**Written instruction**
Your task is to repeat all of the material exactly.
* * * *
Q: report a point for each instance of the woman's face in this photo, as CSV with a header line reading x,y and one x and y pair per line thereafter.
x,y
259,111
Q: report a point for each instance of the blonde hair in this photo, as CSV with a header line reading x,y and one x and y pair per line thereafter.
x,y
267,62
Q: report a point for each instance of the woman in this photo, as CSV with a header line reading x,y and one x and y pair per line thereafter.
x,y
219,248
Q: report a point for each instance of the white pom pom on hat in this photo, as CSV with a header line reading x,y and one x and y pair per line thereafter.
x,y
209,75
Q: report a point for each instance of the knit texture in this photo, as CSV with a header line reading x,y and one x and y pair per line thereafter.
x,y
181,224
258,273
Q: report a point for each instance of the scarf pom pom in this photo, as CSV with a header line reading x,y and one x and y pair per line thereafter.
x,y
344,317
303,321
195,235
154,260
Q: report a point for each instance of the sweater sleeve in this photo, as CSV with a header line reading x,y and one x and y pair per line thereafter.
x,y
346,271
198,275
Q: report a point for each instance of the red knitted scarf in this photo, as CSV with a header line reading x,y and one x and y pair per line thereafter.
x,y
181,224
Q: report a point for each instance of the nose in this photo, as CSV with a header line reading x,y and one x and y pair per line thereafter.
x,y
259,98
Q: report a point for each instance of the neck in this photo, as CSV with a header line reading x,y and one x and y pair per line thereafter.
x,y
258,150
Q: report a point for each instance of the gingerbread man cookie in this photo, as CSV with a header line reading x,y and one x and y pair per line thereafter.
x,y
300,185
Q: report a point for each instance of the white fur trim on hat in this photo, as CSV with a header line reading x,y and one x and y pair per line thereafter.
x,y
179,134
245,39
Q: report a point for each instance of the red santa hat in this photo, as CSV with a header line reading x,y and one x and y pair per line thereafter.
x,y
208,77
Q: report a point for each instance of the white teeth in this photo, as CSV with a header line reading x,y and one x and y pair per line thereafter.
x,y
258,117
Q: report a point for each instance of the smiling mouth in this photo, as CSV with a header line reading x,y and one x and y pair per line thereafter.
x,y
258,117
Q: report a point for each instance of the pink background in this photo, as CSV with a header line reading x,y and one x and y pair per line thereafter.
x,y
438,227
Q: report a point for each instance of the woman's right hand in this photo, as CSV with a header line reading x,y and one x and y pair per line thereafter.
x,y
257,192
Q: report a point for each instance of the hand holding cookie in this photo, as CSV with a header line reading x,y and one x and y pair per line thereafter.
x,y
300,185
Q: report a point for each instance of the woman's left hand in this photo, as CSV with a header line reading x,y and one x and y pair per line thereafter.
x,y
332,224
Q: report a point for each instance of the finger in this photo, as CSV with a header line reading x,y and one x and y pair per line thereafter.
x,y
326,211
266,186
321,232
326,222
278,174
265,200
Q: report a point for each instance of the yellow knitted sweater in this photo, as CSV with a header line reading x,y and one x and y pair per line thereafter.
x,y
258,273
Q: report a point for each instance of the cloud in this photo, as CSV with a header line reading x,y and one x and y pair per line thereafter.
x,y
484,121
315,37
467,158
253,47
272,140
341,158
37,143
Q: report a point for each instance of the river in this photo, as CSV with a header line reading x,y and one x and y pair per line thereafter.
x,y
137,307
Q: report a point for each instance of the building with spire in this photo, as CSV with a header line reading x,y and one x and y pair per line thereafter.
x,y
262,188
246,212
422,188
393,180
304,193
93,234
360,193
* * * *
**The reply**
Q: report a point for each instance of the woman's face in this photo, as CSV with a header line reading x,y and one x and y pair per line thereafter.
x,y
259,111
Q: report a point for each instance of the blonde hair in this photo, as CSV with a header line reading x,y and one x and y pair per line thereafter.
x,y
267,62
Q: report a point for each instance of the woman in this photo, as CSV with a header line reading x,y and one x and y pair per line thereafter.
x,y
219,248
Q: report a point for each instance of the white pom pom on hat in this photo, as CSV with a header line reading x,y and one x and y pair per line thereafter.
x,y
209,75
Q: report a point for each instance of the knit texture in this photo, as CSV with a header line reading x,y and one x and y pair per line thereafter.
x,y
181,224
258,273
Q: report a point for each instance of the scarf pom pom in this photo, as CSV with a header line reading x,y and one x and y pair per line thereafter.
x,y
344,317
303,321
195,235
154,260
Q: report a point for each instance of the sweater sleeve in this photo, as CSV with a header line reading x,y and one x and y pair per line thereafter.
x,y
346,271
198,275
Q: report a point for each instance of the red knitted scarf in this photo, as CSV with a header line reading x,y and one x and y pair per line thereafter.
x,y
181,224
Q: report a point for each instance of the nose in this photo, as CSV with a header line reading x,y and one x and y pair per line thereafter.
x,y
259,98
Q: report a point for each instance of the neck in this photo, as CSV with a header line reading x,y and one x and y pair per line thereafter.
x,y
258,150
Q: report a point for each instance of the gingerbread man cookie in this photo, as CSV with a header line reading x,y and one x and y pair per line thereafter.
x,y
300,185
Q: report a point for each instance of the white fur trim on hat in this photo, as CSV with a header line reading x,y and one x and y pair per line thereafter.
x,y
179,134
245,39
Q: report a point for each instance of the red santa hat in this photo, as CSV with a header line reading x,y and one x and y pair per line thereafter.
x,y
208,77
Q: report a point for each instance of the white teeth in this photo, as CSV with a header line reading x,y and one x and y pair per line thereafter.
x,y
258,117
Q: report a point for each instance of the smiling mouth in this photo, as CSV with a header line reading x,y and one x and y pair per line thereafter.
x,y
258,117
Q: report a point for each instance of the pink background in this photo, as CSV with a header line reading x,y and one x and y pair per line thereafter.
x,y
438,227
Q: report a point for each instance of the woman's right hand in this photo, as CSV with a header line reading x,y and one x and y pair per line thereafter.
x,y
257,192
Q: report a point for each instance of the hand holding cookie in this photo, as CSV with a header line reading x,y and one x and y pair per line thereafter.
x,y
300,185
Q: report a point for each instance of the woman's left hand in this photo, as CSV with a header line reading x,y and one x and y pair per line thereafter.
x,y
332,224
Q: report a point for each instance of the finger in this photo, as CSV with a header line reading x,y and one x and y pair per line thereafter.
x,y
326,211
266,186
321,232
326,222
278,174
265,200
Q: report a point for each instance of the yellow knitted sweater in this photo, as CSV with a header line reading x,y and one x and y pair per line thereafter.
x,y
258,273
Q: report a point for each instance of the cloud in this photo, as CSV with a header line reading x,y and one x and y pair per line thereafter.
x,y
484,121
315,37
467,158
253,47
272,140
341,158
37,143
Q: report a point for each instance of the river in this photo, as CSV with a header line reading x,y and one x and y pair per line thereafter.
x,y
137,307
Q: report a point for each instance of the building with spire in this photo, as CSV with a header line reading x,y and one x and y pair per line thereafter.
x,y
262,188
246,212
422,188
393,180
304,193
93,234
360,193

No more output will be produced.